Saved data entries
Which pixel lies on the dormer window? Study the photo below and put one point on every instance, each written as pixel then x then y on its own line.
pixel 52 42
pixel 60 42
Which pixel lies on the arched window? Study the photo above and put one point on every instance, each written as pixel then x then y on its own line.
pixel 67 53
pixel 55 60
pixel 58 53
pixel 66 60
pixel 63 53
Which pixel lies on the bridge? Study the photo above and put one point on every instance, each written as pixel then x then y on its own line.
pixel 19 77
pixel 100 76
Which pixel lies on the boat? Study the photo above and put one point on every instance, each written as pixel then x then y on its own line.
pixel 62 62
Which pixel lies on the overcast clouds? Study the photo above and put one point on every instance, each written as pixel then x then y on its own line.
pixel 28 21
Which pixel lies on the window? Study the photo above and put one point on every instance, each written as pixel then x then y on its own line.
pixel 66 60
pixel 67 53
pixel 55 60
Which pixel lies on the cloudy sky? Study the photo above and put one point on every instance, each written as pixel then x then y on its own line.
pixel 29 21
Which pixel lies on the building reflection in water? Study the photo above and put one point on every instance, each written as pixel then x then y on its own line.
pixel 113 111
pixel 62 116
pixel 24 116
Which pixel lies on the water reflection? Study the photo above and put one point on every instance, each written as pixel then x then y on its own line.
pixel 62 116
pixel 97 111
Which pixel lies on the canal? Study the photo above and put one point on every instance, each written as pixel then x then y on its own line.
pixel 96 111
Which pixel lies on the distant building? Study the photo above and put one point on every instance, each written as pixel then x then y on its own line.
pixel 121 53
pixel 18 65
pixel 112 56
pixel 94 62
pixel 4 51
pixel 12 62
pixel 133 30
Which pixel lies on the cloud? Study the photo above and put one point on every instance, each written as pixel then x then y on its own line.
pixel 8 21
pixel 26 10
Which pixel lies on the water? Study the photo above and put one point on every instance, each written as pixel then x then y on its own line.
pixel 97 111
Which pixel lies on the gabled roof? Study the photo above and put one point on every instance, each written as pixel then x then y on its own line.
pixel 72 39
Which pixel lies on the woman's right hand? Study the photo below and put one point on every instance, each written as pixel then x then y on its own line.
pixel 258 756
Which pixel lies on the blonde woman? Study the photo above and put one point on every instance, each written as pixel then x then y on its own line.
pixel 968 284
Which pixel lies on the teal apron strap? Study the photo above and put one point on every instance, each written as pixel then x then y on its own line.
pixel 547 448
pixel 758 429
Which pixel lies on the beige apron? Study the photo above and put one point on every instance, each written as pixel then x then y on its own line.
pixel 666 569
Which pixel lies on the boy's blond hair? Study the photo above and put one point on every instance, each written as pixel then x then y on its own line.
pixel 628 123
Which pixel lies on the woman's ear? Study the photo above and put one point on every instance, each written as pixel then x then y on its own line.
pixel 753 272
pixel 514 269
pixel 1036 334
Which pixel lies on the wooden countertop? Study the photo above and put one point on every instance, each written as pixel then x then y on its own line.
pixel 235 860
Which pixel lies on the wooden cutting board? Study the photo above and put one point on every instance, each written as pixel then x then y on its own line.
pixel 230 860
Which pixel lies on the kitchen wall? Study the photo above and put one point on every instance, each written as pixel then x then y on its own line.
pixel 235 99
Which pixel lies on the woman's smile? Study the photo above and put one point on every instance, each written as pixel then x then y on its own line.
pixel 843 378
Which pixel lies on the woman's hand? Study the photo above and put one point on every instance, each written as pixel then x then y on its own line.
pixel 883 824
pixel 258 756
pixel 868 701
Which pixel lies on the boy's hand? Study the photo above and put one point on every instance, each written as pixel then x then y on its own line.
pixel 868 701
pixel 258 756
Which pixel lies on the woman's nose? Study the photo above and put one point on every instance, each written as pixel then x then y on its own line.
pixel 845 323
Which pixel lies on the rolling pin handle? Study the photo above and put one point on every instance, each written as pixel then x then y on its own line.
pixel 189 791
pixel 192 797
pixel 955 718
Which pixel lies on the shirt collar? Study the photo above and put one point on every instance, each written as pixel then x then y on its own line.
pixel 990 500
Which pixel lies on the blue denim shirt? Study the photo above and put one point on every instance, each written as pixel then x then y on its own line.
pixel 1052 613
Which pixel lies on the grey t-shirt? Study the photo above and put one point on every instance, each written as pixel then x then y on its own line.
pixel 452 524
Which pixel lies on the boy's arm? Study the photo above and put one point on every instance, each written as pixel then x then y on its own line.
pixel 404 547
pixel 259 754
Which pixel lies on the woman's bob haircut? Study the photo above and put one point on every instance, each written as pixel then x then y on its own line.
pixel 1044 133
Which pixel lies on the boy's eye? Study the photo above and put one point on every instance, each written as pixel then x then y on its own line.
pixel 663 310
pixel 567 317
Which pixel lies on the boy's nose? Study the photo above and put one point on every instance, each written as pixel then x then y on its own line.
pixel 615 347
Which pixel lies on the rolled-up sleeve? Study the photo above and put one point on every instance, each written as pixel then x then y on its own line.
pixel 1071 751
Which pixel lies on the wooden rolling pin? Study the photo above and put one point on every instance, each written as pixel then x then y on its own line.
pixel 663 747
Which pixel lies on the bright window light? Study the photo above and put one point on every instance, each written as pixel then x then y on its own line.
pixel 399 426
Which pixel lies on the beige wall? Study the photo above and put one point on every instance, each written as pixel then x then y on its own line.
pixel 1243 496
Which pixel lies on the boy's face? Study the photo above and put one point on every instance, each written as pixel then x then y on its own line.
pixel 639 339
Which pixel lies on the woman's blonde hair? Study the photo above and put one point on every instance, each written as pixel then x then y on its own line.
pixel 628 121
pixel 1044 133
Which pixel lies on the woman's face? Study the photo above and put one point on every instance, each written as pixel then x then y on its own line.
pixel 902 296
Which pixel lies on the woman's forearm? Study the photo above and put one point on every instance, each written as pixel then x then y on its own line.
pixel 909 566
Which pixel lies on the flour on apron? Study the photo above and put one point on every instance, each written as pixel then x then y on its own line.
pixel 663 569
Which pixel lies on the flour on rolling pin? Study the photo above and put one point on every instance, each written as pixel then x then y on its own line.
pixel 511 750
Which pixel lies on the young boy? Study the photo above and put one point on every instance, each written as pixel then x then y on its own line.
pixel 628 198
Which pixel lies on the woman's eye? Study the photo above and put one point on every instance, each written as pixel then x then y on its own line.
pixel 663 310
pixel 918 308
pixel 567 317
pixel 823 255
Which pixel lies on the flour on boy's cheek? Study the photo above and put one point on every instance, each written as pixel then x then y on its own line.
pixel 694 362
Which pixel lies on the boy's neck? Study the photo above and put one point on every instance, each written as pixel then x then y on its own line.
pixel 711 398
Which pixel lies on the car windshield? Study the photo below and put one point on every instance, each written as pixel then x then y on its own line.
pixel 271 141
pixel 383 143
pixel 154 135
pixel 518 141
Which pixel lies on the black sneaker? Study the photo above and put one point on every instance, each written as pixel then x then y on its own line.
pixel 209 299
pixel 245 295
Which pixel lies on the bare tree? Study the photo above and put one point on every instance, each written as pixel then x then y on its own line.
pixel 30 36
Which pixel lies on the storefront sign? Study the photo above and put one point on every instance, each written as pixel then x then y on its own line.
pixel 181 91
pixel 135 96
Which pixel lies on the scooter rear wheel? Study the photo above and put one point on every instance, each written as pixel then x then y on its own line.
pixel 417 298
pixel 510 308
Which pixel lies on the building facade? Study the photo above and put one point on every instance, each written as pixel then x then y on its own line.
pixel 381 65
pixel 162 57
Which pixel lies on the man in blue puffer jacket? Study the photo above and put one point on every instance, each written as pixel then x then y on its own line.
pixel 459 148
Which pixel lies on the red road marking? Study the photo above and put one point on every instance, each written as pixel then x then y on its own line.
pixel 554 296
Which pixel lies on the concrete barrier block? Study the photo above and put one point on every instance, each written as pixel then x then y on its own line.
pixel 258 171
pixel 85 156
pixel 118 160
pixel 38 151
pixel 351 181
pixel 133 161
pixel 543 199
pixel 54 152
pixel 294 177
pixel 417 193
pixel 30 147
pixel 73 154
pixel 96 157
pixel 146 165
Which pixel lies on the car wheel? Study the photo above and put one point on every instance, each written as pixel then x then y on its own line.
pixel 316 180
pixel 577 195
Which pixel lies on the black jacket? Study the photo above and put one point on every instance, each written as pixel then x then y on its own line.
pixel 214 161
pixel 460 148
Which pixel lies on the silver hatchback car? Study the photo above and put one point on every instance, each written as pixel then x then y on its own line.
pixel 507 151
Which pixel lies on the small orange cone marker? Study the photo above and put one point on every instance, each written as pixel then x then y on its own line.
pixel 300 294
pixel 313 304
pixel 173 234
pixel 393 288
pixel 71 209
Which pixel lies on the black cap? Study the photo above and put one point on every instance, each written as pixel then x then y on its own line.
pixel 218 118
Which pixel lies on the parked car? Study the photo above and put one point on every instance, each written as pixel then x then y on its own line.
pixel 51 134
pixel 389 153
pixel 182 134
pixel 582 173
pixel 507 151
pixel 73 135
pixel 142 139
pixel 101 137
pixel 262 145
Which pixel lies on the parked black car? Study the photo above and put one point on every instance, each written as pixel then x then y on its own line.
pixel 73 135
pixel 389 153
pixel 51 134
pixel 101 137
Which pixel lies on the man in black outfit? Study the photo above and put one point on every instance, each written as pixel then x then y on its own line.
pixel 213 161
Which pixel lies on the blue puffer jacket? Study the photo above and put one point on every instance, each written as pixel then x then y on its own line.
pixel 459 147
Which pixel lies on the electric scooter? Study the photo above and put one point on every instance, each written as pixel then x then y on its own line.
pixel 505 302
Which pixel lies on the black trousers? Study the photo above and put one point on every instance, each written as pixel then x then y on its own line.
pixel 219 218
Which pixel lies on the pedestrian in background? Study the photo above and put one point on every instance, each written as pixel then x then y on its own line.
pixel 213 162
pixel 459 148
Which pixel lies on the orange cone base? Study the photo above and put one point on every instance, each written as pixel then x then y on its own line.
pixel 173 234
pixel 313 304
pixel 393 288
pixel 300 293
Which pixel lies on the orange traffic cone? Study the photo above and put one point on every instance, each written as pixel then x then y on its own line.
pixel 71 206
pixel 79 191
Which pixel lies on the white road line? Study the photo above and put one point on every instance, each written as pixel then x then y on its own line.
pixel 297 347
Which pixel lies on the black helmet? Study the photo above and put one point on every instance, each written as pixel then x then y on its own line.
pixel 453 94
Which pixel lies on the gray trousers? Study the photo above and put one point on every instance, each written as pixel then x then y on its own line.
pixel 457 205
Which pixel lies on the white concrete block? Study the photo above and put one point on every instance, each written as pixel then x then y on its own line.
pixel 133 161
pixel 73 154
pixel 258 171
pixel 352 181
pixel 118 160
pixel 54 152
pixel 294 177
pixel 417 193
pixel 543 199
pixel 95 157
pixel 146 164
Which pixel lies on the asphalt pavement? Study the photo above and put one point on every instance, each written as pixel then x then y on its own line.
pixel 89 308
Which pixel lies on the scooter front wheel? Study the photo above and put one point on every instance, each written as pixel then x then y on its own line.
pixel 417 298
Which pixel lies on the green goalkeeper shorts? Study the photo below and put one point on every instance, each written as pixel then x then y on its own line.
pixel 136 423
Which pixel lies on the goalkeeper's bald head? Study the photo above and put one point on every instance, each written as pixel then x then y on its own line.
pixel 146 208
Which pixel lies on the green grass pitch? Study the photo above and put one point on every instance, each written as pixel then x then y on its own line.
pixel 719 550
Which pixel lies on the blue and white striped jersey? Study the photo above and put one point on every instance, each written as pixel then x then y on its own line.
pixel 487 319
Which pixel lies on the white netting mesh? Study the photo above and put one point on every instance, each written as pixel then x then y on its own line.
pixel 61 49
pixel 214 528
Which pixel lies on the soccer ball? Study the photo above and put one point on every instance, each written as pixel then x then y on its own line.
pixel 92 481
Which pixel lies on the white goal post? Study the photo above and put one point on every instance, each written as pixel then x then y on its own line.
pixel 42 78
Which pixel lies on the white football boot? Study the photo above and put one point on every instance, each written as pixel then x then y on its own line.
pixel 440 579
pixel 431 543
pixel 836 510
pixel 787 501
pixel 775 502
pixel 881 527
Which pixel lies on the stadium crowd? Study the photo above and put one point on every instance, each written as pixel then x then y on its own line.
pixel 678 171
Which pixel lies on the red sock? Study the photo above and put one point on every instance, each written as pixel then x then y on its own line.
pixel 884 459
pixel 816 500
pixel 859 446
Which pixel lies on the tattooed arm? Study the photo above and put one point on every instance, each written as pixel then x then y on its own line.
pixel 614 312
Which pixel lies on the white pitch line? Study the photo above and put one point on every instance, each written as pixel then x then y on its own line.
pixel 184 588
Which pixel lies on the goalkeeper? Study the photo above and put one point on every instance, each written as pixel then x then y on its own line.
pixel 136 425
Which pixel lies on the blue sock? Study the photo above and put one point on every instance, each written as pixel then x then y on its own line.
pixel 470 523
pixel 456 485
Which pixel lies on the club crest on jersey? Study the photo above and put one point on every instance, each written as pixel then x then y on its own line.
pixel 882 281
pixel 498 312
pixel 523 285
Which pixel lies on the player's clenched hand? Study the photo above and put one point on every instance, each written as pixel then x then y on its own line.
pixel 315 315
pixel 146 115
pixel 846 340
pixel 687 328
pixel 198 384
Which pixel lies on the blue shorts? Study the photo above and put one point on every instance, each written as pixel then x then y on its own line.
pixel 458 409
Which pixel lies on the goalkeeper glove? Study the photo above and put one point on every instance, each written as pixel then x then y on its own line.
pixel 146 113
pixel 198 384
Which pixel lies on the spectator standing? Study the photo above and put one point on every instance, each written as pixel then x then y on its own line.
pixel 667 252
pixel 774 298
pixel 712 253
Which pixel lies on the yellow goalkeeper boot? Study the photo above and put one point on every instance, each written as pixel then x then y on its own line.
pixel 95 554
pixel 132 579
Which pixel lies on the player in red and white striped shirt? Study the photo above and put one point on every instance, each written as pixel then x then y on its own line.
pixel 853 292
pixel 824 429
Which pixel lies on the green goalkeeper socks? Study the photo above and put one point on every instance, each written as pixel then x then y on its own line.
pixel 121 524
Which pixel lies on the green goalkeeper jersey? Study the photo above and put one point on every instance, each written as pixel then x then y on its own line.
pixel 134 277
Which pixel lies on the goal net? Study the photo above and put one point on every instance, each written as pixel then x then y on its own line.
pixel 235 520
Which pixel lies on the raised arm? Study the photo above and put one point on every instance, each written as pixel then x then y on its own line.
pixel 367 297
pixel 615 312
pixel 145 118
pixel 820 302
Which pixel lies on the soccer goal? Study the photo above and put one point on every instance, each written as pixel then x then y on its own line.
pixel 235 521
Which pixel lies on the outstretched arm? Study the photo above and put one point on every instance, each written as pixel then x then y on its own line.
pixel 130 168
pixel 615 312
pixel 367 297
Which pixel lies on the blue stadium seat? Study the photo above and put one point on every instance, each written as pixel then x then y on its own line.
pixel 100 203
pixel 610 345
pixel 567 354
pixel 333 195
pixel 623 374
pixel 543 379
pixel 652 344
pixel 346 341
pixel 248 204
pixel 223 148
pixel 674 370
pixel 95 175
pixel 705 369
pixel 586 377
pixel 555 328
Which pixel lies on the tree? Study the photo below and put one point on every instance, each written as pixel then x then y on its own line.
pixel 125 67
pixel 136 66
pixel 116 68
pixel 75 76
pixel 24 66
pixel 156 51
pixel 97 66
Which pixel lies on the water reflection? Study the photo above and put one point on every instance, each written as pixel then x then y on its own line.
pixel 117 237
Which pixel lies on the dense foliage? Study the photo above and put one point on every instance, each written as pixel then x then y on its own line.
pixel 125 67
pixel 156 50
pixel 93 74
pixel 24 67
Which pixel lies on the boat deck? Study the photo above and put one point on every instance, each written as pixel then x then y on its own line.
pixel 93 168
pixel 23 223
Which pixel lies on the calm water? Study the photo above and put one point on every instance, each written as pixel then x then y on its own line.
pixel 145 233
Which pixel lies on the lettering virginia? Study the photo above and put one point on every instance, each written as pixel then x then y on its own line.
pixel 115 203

--- EXERCISE ---
Your answer should be the lines from the one containing "Which pixel lies on the tree?" through the end of the records, both included, output exactly and with nothing added.

--- SOLVED EXERCISE ---
Which pixel lies on the tree? Study the photo below and put one point on every instance, each written as pixel then x then y on its own line.
pixel 125 67
pixel 136 66
pixel 116 68
pixel 75 76
pixel 24 66
pixel 156 51
pixel 97 66
Which pixel lies on the water reflection? Study the photo above and put one point on every instance, each written as pixel then x then y on its own line.
pixel 117 237
Which pixel lies on the dense foliage? Study the photo above and put one point on every instance, each written as pixel then x then y on its own line.
pixel 125 67
pixel 156 50
pixel 93 74
pixel 24 67
Which pixel lies on the boat deck? Study the photo above and put one point on every instance, each written as pixel then x then y on its own line.
pixel 93 168
pixel 23 223
Which pixel lies on the calm water? Study the photo above and put one point on every instance, each written as pixel then x then y on its own line.
pixel 145 233
Which pixel lies on the lettering virginia? Study the photo above and put one point on every instance, each written as pixel then x then y on its own line.
pixel 115 203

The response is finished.